■ **Selected text**:
-*-*-

And from Denninger today:

Japan has a trade deficit. Japan was a net exporter for decades. Like, since the 1950s.

Iceland has done what other nations should do. As Denninger puts it, "erect the middle finger at the banksters".

And I might have been wrong about my confident prediction that gas would not go over $5 per gallon this year, because it's an election year and Barack Hussein is in the same club as the oil CEOs are. I forgot about OPEC.

...you know, it really is a shame that we have to let a bunch of totalitarianist goat-herders stuck in the 14th century dictate our energy economy for us. There's so much coal, gas, oil, and URANIUM AND THORIUM in the continental United States we could easily tell the entire planet to stick its fossil fuels where the sun doesn't shine.

If, y'know, we had an energy policy that made any goddamned sense whatsoever.

* * *

Ann Barnhardt. I wish she'd move to a linkable format. But:
...[T]he European Central Bank has just arbitrarily changed the terms of all of its Greek bonds with zero engagement with the market or any judicial review. They just changed the terms of their Greek bonds with the wave of their hand. In doing this, they have utterly SCREWED everyone else holding Greek paper, essentially making all other Greek bonds worthless with zero salvage value.
Is that why the Dow is rumbling around an up position of about 45-odd points? How can any rational person look at this and think it's a good thing?

Here's the piece she links. It's not good news:
I am not going to speculate about anything this morning. No guesses about what the Finance Ministers might do on Monday, no simple addition or subtraction that the data used to forecast Greece’s return to a 120% debt to GDP ratio is a falsification of the numbers, no mention that only nineteen cents of any bailout for Greece would actually go to the country; I am not going to discuss anything except what the European Central Bank has actually done and what we now know with a one hundred percent (100%) certainty and the horrifying implications of their actions.

The ECB, on its own and without judicial or parliamentary review, has swapped their Greek debt for new Greek debt that is not subject to any “collective action clause.” They did this unilaterally and without the consent of any other sovereign debt bond owners of Greek debt. They did this without objection of any nation in Europe. They have retroactively changed the indenture, the contract made by Greece with all of the buyers of their bonds, when the debt was issued. There is no speculation involved in these statements, there is no longer any guesswork on what might be; the ECB swapped their bonds for new Greek bonds with the assent of the Greek government and it is now a done deal.
In other words, the legalese printed on the paperwork about what you get for loaning your money to the Greek government--about how much you can expect to get back, etc--it's all worthless now:
It is the “collective action clause” today but tomorrow it could be the maturity or the coupon or any other terms and conditions in an indenture. It is Greece today but tomorrow it could be France or Portugal or Italy. The “Rule of Law” has been abrogated and tossed aside in the name of political contrivance.
So if you own a Greek bond with a face value of 100 Euros? ECB can decide that "100" means "50" or "5" and you can't do squat about it. A 10-year bond can suddenly become a 30-year or 50-year or 100-year if the ECB finds it politically expedient. By executive fiat, the ECB has made privately-held bonds of any European country totally worthless. Not now, but soon enough.

-*-*-

■ **Given data**:
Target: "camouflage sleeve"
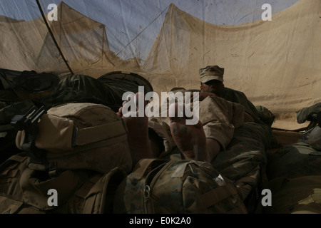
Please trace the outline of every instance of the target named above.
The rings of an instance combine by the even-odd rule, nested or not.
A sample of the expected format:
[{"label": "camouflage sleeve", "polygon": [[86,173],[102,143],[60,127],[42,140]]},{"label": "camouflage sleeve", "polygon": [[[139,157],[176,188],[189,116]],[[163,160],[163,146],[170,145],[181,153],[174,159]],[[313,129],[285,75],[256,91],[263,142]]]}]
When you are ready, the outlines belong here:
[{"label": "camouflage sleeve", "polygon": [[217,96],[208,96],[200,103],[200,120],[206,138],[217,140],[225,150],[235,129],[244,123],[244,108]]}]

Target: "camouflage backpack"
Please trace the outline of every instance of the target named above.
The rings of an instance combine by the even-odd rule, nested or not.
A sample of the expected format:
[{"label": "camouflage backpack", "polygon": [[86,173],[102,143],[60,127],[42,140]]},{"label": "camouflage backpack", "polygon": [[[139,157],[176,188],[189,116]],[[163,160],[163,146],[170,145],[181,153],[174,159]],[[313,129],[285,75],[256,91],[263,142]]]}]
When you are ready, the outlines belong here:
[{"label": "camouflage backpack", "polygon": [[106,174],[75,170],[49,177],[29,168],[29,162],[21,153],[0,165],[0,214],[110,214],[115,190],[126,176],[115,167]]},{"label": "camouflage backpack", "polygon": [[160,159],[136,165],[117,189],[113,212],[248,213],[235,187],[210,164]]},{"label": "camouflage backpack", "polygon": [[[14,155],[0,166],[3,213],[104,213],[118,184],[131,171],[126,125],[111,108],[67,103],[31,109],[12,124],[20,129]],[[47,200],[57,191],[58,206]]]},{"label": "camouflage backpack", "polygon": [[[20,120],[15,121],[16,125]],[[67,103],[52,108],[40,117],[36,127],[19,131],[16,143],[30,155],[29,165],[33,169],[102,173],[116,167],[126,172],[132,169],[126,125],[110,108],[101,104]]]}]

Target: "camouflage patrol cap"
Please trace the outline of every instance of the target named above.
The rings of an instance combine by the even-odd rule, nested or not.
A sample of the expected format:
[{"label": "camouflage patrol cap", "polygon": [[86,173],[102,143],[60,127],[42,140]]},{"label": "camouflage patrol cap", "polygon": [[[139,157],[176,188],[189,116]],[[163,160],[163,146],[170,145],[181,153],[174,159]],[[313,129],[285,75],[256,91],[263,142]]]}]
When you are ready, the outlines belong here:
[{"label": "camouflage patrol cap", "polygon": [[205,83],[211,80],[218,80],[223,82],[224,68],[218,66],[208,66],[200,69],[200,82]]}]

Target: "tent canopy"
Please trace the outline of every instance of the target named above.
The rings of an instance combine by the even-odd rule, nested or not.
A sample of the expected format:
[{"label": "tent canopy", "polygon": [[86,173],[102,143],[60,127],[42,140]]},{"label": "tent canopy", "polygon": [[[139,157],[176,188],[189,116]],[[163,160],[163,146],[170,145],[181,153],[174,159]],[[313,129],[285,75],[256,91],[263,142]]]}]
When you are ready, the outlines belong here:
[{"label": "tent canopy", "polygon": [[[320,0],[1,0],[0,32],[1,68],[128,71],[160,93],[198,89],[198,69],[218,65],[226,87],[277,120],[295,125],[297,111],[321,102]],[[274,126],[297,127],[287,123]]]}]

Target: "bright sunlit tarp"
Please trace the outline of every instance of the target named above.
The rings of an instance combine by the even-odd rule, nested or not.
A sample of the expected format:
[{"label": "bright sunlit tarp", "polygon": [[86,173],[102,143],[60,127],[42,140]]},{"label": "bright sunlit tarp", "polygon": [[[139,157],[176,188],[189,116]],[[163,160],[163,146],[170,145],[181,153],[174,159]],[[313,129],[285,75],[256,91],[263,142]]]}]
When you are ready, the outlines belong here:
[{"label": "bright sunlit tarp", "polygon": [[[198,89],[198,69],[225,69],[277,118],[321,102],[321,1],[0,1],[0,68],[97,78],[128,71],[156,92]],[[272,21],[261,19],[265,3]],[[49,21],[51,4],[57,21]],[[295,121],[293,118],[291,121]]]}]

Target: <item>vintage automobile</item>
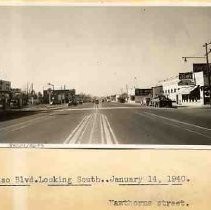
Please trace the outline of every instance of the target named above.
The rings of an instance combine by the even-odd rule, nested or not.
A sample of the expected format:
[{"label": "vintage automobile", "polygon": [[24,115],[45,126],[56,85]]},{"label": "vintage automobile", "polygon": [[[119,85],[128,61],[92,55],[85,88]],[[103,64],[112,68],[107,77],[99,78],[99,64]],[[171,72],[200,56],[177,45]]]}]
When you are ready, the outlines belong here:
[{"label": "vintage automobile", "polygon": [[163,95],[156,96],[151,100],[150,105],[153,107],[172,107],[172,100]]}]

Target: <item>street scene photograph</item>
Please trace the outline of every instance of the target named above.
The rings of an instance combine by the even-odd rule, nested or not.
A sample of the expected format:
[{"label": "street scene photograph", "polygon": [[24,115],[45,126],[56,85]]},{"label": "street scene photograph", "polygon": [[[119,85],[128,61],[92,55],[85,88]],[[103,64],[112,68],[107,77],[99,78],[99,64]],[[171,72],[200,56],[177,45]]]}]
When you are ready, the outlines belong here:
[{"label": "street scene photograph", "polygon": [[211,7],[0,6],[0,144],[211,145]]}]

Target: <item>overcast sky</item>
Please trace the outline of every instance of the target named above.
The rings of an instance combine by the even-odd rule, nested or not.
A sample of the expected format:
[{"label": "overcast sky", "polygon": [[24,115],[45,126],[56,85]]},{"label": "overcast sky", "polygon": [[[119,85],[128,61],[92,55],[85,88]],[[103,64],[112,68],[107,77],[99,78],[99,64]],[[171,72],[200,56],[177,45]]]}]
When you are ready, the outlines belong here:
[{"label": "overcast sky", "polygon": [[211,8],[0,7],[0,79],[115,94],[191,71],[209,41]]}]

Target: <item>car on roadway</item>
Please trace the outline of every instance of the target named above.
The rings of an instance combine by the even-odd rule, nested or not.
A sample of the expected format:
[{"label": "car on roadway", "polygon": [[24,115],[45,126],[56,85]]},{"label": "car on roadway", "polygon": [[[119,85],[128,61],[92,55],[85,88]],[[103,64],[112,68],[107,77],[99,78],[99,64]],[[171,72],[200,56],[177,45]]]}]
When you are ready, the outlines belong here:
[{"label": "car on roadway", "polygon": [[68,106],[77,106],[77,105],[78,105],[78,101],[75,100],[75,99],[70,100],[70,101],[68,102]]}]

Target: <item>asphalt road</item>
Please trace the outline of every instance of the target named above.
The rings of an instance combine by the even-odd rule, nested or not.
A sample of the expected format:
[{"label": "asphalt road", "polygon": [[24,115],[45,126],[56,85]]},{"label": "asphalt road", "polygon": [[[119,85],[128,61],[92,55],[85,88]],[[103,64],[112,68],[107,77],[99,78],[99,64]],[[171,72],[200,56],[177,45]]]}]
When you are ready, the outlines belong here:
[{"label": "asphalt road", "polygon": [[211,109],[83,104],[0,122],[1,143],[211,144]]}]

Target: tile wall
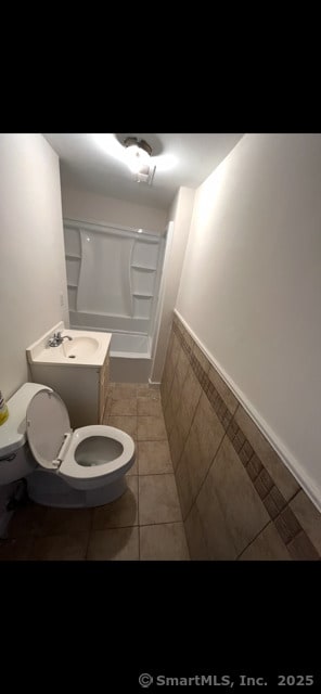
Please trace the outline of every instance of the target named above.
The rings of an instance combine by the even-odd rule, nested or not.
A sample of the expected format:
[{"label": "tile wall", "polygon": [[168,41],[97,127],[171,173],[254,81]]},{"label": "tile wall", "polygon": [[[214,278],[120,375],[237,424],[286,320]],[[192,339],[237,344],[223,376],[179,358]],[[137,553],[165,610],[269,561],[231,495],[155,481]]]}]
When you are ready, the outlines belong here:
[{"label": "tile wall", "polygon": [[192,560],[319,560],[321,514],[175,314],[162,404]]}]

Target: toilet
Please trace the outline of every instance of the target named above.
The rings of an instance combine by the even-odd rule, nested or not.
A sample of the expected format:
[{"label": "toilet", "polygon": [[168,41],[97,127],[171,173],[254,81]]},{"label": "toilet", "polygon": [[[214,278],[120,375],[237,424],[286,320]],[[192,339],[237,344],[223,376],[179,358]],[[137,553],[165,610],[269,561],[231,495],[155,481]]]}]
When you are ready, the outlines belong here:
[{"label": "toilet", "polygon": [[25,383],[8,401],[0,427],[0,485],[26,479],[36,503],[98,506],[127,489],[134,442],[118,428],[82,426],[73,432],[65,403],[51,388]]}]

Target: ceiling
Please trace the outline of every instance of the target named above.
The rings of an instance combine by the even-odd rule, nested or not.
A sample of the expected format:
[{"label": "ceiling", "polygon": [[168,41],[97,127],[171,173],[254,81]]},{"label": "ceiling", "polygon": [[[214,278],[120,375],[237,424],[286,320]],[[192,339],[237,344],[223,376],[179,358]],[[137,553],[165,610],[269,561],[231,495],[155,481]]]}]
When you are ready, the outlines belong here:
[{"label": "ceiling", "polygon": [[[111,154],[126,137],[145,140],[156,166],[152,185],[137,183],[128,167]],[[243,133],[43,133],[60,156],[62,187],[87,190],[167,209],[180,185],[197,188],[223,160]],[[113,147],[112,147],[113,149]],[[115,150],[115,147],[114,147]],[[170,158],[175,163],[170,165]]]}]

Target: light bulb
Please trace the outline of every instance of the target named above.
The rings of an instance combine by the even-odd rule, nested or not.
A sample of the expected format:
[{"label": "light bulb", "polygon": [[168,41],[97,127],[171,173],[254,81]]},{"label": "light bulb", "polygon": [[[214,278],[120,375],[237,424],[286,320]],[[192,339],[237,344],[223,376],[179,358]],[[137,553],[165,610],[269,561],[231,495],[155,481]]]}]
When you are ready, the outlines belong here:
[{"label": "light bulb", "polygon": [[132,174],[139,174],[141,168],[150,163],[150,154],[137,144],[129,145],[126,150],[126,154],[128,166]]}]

-*-*-

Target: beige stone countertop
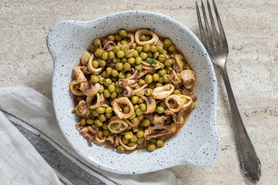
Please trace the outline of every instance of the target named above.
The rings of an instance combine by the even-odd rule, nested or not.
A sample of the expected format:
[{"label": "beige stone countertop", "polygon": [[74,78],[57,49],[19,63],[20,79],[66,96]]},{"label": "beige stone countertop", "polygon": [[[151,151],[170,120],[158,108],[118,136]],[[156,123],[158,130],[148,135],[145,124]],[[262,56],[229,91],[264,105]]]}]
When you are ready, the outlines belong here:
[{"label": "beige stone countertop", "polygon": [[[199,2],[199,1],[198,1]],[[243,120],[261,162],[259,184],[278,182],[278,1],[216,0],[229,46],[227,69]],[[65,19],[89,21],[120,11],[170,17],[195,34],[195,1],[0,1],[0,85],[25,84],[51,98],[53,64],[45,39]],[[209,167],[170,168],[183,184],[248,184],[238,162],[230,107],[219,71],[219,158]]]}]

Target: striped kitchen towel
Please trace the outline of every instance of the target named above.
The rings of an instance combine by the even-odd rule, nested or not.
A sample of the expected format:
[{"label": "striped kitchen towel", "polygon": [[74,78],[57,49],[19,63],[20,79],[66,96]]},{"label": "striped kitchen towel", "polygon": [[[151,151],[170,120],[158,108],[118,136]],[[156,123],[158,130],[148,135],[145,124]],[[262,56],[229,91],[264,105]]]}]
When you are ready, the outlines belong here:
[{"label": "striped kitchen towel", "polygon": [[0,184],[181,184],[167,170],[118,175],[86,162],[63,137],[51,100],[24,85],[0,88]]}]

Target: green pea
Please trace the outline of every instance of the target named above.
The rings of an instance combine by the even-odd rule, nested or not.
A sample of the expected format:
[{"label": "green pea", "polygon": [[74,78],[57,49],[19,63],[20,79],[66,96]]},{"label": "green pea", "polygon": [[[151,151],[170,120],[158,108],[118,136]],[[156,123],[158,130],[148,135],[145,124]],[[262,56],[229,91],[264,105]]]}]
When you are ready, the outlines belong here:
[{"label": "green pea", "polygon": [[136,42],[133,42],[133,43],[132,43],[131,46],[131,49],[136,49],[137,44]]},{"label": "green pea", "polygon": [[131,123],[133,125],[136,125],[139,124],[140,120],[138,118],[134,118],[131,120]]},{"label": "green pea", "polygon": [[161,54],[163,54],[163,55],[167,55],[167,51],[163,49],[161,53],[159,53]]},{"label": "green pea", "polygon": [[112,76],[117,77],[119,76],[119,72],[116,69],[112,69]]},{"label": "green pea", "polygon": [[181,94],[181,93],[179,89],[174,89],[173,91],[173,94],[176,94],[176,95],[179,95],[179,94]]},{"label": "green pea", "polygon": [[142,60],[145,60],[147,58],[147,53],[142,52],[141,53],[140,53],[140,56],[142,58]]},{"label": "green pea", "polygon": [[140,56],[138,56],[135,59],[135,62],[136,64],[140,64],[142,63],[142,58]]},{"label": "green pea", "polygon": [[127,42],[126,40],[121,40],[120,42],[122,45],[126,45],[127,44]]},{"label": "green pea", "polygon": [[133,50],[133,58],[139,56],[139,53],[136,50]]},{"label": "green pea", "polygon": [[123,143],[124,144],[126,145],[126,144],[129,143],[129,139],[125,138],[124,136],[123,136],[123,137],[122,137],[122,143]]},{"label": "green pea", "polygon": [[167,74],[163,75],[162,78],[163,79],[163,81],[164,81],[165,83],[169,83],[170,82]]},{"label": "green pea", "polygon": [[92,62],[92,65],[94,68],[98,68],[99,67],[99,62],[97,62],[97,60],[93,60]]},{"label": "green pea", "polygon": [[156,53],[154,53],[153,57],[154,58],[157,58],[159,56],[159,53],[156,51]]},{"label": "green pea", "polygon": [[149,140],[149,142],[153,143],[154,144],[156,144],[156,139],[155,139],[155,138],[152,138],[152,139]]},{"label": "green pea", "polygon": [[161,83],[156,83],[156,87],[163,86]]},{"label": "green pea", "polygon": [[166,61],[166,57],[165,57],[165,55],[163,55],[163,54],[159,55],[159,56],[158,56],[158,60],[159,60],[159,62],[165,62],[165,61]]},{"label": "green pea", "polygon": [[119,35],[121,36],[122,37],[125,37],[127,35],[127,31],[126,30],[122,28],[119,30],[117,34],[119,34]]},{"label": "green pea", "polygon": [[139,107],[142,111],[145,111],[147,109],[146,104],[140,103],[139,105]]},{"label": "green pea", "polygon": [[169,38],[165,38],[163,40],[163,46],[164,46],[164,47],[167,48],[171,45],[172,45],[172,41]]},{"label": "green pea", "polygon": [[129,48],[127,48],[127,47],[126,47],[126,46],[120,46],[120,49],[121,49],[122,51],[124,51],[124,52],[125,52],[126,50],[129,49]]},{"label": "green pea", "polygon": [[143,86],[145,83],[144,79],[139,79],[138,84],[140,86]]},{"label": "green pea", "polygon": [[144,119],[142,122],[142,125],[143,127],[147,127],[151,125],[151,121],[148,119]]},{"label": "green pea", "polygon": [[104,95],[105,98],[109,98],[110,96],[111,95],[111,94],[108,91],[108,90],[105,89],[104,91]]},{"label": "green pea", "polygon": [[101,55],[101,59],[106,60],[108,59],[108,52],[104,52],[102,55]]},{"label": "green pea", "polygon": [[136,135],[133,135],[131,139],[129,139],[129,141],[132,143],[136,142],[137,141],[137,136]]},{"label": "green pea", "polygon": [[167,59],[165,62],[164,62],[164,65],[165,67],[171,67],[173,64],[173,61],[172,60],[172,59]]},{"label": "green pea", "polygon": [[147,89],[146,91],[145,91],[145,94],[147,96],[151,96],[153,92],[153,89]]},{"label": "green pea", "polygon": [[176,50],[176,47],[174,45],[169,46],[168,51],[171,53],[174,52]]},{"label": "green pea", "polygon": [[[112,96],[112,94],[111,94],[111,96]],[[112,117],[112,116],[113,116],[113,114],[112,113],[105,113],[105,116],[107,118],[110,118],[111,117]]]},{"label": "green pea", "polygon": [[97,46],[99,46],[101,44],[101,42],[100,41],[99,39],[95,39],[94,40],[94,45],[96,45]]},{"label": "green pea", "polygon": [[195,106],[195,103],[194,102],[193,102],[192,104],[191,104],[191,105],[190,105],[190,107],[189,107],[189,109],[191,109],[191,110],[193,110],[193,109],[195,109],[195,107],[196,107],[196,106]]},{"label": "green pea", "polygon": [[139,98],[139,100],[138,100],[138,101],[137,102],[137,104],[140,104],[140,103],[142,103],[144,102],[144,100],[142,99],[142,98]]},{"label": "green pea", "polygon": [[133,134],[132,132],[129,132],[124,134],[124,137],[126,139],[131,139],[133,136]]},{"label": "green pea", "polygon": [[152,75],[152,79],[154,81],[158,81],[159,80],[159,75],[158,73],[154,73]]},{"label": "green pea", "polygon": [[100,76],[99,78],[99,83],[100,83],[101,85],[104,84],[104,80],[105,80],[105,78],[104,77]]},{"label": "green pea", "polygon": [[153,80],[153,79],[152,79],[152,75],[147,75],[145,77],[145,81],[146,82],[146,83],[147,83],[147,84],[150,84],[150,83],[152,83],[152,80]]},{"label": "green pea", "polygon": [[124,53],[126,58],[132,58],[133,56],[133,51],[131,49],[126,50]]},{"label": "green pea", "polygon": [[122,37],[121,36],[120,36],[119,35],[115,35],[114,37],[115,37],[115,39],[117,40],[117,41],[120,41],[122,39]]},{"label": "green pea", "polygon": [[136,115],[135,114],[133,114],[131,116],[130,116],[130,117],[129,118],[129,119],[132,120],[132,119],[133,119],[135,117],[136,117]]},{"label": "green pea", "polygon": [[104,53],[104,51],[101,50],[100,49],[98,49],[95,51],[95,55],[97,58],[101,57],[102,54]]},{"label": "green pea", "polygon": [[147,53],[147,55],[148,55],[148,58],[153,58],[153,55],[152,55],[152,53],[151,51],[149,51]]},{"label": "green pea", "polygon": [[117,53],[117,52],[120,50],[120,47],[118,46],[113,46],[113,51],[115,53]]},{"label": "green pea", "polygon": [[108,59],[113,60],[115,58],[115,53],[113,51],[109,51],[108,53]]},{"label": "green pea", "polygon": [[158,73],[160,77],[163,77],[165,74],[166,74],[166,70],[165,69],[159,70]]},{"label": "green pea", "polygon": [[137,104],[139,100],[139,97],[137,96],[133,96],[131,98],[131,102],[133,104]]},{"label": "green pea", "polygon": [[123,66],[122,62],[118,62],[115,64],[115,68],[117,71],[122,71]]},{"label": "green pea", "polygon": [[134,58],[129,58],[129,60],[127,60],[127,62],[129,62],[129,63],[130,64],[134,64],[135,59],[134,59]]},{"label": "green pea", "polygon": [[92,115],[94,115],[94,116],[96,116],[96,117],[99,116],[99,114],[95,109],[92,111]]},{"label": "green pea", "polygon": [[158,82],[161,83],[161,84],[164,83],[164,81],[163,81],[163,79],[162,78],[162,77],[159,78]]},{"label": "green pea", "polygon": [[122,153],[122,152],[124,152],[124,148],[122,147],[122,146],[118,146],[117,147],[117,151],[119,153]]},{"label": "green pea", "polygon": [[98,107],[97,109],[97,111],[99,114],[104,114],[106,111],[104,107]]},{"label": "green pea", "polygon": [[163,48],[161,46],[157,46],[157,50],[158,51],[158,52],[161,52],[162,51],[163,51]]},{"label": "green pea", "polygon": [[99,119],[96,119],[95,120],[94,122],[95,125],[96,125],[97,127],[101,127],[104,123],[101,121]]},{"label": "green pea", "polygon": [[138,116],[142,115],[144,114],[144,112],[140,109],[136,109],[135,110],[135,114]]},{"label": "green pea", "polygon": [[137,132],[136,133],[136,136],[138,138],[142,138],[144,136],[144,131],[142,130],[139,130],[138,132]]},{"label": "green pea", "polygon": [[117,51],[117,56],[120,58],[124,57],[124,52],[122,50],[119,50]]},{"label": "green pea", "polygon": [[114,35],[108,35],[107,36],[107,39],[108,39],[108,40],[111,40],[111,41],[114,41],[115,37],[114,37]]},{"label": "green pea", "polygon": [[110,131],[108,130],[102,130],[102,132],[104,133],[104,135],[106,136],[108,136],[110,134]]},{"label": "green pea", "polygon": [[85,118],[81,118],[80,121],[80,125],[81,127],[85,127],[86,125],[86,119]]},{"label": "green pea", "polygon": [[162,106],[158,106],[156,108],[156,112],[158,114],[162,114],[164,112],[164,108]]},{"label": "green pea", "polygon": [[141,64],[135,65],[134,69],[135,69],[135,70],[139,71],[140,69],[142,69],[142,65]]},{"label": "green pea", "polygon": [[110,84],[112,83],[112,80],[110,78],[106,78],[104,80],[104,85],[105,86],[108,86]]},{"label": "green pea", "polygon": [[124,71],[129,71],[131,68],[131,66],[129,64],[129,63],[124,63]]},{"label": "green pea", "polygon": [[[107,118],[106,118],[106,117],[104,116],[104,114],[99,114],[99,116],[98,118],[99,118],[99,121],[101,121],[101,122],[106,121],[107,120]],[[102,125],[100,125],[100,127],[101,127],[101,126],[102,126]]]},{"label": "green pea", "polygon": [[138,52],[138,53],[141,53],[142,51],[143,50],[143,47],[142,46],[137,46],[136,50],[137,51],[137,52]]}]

-*-*-

■ **What you will do**: Could you copy word for word the passage of the post starting at "So if you own" and ending at "but soon enough."? The records stand apart from the post and have nothing to do with it.

■ **Solution**:
So if you own a Greek bond with a face value of 100 Euros? ECB can decide that "100" means "50" or "5" and you can't do squat about it. A 10-year bond can suddenly become a 30-year or 50-year or 100-year if the ECB finds it politically expedient. By executive fiat, the ECB has made privately-held bonds of any European country totally worthless. Not now, but soon enough.